**Work order:** Please give again, word for word, each line that falls between the line with "Where can you see the hazy" and the end of the data, inclusive.

Stored data entries:
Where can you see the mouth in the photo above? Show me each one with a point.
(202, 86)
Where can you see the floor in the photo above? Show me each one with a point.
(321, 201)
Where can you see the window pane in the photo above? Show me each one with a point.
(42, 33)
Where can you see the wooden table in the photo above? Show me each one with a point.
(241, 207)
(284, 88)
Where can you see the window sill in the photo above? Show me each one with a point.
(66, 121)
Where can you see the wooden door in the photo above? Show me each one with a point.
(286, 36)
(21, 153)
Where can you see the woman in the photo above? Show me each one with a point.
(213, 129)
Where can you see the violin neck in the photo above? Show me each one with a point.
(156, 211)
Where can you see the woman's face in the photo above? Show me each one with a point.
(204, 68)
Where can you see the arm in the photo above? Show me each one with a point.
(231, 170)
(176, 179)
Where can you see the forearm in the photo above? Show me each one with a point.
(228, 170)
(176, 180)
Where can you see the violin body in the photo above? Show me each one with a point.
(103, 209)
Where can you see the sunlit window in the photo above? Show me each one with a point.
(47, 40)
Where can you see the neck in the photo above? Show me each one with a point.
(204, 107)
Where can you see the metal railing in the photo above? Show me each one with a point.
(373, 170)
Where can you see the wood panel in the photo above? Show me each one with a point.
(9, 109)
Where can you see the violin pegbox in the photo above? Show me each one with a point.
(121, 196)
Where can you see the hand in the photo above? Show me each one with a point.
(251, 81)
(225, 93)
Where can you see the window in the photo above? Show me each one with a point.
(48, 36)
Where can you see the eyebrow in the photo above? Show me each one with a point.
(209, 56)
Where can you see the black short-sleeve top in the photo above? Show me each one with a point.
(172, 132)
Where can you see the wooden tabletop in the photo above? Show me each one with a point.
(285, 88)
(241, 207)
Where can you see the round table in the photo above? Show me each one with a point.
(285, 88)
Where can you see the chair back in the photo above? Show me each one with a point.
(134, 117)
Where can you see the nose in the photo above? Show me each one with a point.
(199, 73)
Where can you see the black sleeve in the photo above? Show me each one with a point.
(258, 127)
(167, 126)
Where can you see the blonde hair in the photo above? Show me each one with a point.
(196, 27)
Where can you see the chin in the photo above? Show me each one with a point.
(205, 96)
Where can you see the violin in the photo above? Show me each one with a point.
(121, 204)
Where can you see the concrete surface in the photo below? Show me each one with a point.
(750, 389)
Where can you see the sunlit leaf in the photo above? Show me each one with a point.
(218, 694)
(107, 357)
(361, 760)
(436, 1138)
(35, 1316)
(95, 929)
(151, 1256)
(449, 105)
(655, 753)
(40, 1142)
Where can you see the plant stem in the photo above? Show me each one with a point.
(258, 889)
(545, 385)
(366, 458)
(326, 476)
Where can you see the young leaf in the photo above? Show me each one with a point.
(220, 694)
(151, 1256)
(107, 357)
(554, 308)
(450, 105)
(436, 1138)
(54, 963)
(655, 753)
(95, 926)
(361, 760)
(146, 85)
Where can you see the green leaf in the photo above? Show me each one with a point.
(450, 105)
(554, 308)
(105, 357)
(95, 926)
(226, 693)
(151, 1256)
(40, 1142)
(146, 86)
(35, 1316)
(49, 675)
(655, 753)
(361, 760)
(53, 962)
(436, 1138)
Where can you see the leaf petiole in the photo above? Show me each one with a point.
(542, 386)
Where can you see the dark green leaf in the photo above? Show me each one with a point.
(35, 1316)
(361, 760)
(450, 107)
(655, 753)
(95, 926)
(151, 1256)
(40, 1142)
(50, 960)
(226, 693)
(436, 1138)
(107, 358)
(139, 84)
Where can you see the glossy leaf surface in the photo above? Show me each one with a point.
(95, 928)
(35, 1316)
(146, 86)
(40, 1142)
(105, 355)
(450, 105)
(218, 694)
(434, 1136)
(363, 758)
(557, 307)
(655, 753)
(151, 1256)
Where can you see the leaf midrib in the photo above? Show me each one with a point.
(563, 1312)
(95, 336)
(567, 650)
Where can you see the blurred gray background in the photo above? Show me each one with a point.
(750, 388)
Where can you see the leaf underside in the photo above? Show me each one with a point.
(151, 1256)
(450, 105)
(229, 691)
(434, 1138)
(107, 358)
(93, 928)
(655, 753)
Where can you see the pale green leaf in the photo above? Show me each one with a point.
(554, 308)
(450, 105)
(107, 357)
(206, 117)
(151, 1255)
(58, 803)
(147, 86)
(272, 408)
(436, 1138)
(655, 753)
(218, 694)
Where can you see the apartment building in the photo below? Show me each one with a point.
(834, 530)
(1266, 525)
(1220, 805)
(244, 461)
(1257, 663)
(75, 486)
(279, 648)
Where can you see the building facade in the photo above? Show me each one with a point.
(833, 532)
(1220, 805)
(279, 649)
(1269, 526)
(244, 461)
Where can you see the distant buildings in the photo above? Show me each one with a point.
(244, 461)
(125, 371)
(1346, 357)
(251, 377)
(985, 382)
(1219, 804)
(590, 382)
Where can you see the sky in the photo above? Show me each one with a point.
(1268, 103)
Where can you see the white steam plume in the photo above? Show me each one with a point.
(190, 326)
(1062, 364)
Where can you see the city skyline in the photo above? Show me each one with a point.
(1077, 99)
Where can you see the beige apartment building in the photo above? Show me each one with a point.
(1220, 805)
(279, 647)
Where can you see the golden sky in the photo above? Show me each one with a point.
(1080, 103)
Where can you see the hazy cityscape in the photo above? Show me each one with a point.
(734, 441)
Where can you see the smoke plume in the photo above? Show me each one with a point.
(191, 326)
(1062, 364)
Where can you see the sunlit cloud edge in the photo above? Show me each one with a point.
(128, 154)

**Result of this task:**
Where can you see the hazy cityscape in the photo above? Show me each one with a point.
(734, 441)
Where can you see the smoke plume in the photo above? Show me each one with a point.
(191, 326)
(1062, 364)
Where can you see the sunlit cloud edge in the photo above? Show me each one with a point.
(128, 154)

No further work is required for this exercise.